• [Prompt] Below are records; report the number of lines among them that include the word "photograph", and nothing further.

Stored data entries:

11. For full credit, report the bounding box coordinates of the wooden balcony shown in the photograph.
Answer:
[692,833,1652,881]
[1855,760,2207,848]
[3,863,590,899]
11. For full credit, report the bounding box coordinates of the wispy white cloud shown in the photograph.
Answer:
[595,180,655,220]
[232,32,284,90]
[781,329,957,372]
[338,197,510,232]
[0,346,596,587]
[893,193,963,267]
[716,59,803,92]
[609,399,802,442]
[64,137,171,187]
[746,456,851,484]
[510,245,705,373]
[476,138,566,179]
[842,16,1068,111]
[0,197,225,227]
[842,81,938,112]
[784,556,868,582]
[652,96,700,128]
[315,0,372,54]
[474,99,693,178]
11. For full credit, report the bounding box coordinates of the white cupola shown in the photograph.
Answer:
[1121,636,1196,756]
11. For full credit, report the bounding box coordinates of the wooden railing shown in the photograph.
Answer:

• [Result of this task] 4